#### [Rows]
========

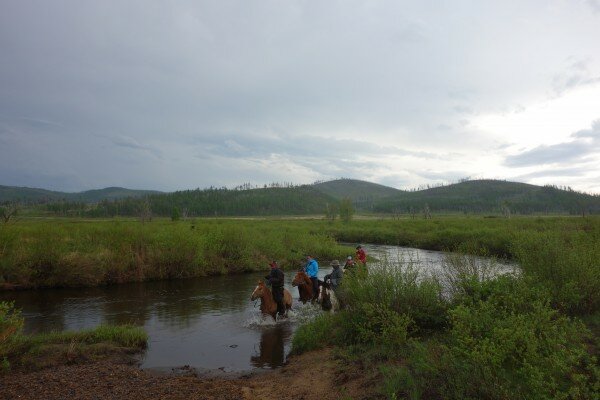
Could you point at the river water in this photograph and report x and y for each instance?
(207, 323)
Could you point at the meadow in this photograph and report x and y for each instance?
(533, 334)
(529, 335)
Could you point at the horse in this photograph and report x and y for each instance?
(268, 306)
(327, 298)
(304, 286)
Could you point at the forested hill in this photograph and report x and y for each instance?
(473, 197)
(363, 194)
(491, 196)
(298, 200)
(25, 195)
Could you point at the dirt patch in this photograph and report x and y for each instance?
(315, 375)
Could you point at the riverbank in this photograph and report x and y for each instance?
(84, 253)
(21, 353)
(311, 376)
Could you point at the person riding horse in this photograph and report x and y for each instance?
(276, 279)
(312, 270)
(336, 275)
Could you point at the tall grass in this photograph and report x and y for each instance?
(49, 349)
(491, 336)
(87, 253)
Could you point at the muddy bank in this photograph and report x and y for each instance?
(315, 375)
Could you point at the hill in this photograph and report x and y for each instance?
(363, 194)
(491, 196)
(27, 195)
(297, 200)
(478, 196)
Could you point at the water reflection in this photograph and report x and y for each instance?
(205, 322)
(271, 349)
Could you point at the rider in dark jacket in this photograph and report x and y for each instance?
(276, 279)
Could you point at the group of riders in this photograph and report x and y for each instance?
(276, 277)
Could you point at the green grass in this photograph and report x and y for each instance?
(31, 352)
(73, 252)
(515, 336)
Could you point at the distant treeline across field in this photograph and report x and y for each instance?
(469, 197)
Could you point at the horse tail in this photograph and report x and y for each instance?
(287, 299)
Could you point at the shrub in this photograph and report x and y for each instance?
(315, 334)
(400, 288)
(568, 264)
(506, 342)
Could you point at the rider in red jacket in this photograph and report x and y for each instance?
(361, 255)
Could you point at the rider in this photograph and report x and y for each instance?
(361, 255)
(350, 264)
(276, 280)
(336, 275)
(312, 270)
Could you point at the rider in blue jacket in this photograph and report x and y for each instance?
(312, 270)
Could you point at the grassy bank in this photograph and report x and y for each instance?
(533, 335)
(75, 252)
(496, 339)
(72, 252)
(20, 352)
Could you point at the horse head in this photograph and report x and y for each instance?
(325, 295)
(258, 291)
(300, 279)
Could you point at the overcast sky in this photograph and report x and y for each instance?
(173, 95)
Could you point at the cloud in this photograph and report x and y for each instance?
(577, 73)
(142, 93)
(131, 143)
(594, 5)
(549, 173)
(585, 143)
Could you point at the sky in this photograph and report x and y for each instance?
(175, 95)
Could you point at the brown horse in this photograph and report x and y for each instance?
(267, 304)
(304, 286)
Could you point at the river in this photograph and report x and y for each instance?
(206, 323)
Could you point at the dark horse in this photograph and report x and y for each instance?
(304, 286)
(267, 304)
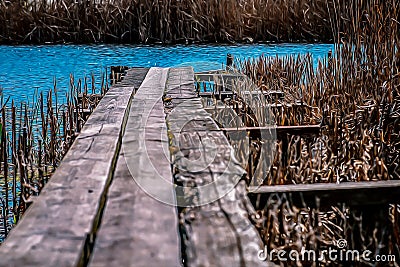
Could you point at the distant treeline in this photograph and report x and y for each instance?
(170, 21)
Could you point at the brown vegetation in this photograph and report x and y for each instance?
(165, 21)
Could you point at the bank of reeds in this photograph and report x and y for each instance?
(166, 21)
(35, 137)
(356, 93)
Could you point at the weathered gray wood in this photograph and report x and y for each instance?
(59, 227)
(216, 233)
(352, 193)
(137, 229)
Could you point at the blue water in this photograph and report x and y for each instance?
(24, 68)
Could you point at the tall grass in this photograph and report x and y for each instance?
(166, 21)
(34, 139)
(356, 92)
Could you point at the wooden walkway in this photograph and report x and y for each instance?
(106, 204)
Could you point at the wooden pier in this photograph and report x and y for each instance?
(138, 187)
(94, 212)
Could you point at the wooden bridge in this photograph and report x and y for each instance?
(125, 194)
(94, 213)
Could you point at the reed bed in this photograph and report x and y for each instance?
(170, 21)
(354, 95)
(34, 139)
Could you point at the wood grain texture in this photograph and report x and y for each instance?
(137, 229)
(216, 233)
(59, 227)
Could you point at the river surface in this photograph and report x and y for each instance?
(23, 69)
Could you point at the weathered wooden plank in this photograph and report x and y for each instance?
(59, 227)
(214, 221)
(137, 229)
(352, 193)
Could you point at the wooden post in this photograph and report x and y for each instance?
(229, 62)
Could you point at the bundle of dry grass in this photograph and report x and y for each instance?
(34, 139)
(356, 92)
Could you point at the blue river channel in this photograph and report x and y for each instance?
(23, 69)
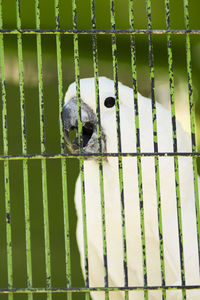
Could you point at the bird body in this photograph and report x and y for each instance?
(132, 201)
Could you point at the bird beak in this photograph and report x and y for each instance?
(89, 127)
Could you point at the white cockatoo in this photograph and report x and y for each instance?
(112, 197)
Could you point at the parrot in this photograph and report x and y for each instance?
(137, 267)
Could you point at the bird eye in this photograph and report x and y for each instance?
(109, 102)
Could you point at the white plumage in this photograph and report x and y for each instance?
(131, 199)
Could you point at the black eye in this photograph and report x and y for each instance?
(109, 102)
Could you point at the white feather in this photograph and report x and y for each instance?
(131, 199)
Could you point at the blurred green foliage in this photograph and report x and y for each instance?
(52, 115)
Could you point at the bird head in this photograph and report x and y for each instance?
(88, 114)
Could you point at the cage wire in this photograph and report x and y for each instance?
(25, 158)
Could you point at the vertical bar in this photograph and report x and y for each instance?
(175, 149)
(80, 140)
(192, 122)
(24, 151)
(99, 135)
(155, 141)
(43, 161)
(119, 148)
(6, 163)
(63, 160)
(176, 167)
(138, 148)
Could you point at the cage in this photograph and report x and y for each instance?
(44, 46)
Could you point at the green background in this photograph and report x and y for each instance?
(52, 115)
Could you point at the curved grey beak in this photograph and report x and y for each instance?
(89, 127)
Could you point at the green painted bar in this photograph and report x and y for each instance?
(155, 140)
(6, 163)
(192, 121)
(24, 151)
(43, 161)
(88, 289)
(80, 140)
(174, 134)
(71, 155)
(139, 166)
(99, 135)
(63, 160)
(98, 31)
(120, 165)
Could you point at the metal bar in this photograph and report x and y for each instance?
(80, 140)
(24, 152)
(120, 165)
(73, 155)
(6, 163)
(99, 135)
(192, 123)
(176, 165)
(89, 289)
(173, 117)
(63, 160)
(139, 166)
(155, 144)
(99, 31)
(43, 161)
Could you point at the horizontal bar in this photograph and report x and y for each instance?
(91, 289)
(96, 31)
(76, 155)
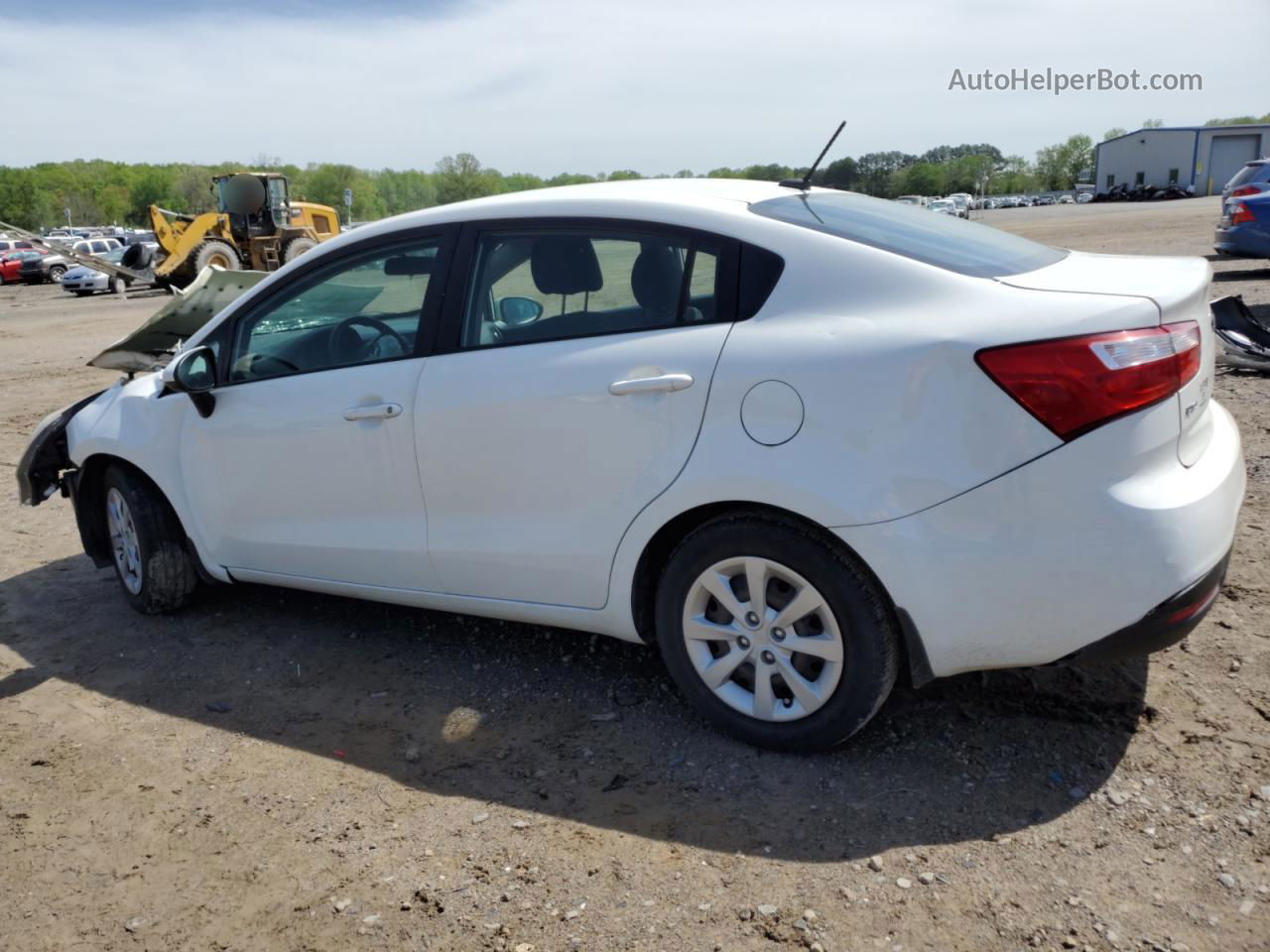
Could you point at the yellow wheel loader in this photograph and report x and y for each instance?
(255, 226)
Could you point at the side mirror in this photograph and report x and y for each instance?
(193, 372)
(518, 311)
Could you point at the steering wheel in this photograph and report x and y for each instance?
(344, 327)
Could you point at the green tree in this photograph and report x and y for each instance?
(461, 177)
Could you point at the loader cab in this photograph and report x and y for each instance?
(258, 203)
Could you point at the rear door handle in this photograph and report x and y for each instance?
(651, 385)
(379, 412)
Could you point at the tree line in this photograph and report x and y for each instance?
(100, 191)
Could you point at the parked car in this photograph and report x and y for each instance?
(961, 200)
(1245, 226)
(54, 266)
(1251, 179)
(84, 281)
(638, 404)
(10, 263)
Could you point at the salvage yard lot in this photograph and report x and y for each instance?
(276, 770)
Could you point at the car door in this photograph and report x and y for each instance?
(578, 366)
(307, 465)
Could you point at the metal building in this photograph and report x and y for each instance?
(1201, 157)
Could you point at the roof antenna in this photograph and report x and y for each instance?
(806, 181)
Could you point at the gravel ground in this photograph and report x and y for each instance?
(275, 770)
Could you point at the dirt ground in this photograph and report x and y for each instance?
(275, 770)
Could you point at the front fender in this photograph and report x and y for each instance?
(48, 456)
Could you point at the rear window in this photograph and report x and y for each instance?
(1252, 172)
(955, 245)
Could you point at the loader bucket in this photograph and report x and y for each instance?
(150, 345)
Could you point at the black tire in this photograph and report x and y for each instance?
(213, 252)
(860, 608)
(298, 246)
(167, 570)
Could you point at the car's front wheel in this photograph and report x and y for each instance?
(148, 543)
(775, 634)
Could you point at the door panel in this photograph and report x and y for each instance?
(286, 484)
(534, 468)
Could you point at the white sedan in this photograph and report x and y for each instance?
(84, 281)
(806, 442)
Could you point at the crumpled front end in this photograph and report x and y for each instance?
(46, 458)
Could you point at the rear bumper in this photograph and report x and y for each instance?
(1242, 239)
(1047, 560)
(1162, 626)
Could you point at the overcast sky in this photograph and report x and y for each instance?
(554, 85)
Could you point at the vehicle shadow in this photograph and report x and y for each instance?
(572, 725)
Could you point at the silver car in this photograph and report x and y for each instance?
(82, 281)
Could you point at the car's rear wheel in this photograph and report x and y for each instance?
(148, 544)
(775, 634)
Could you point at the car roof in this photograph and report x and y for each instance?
(627, 198)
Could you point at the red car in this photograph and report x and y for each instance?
(12, 261)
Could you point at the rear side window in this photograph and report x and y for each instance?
(556, 285)
(760, 271)
(943, 240)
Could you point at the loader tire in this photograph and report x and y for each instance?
(298, 246)
(213, 252)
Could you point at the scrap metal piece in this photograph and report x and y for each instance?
(1245, 340)
(153, 344)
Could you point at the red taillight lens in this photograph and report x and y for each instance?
(1074, 385)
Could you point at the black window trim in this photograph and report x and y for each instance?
(430, 318)
(460, 282)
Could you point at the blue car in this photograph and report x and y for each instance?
(1245, 227)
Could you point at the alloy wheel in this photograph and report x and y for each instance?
(123, 539)
(762, 639)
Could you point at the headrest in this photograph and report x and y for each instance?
(657, 278)
(566, 266)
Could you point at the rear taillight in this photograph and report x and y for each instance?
(1074, 385)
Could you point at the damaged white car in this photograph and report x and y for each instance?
(804, 440)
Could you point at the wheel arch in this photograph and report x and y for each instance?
(89, 498)
(659, 546)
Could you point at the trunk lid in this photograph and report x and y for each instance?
(1179, 287)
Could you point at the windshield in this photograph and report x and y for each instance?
(952, 244)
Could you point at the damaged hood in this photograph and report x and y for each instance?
(150, 345)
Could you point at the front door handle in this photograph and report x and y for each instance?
(651, 385)
(379, 412)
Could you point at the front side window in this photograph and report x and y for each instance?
(367, 307)
(556, 285)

========

#### [Required work]
Copy exactly, word for word, the line with "Could you point at the damaged white" through the final line of the listing.

#### [The solution]
Could you point at the damaged white car in this photograph and report x and y for each instance?
(804, 440)
Could you point at the wheel arch in this photograph and report x and y for each instance?
(89, 498)
(659, 546)
Could you point at the trunk lid in this photograph and report x and y for each instance?
(1179, 287)
Could you point at the windshield in this photograph and report x and y for each instance?
(952, 244)
Could you point at the damaged hood in this photograph and report x and y for each instance?
(150, 345)
Could you point at the front door handle in this photograph and report x and y for each instance?
(651, 385)
(379, 412)
Could you point at the front side window in this photograph and report x and y for each instance?
(367, 307)
(556, 285)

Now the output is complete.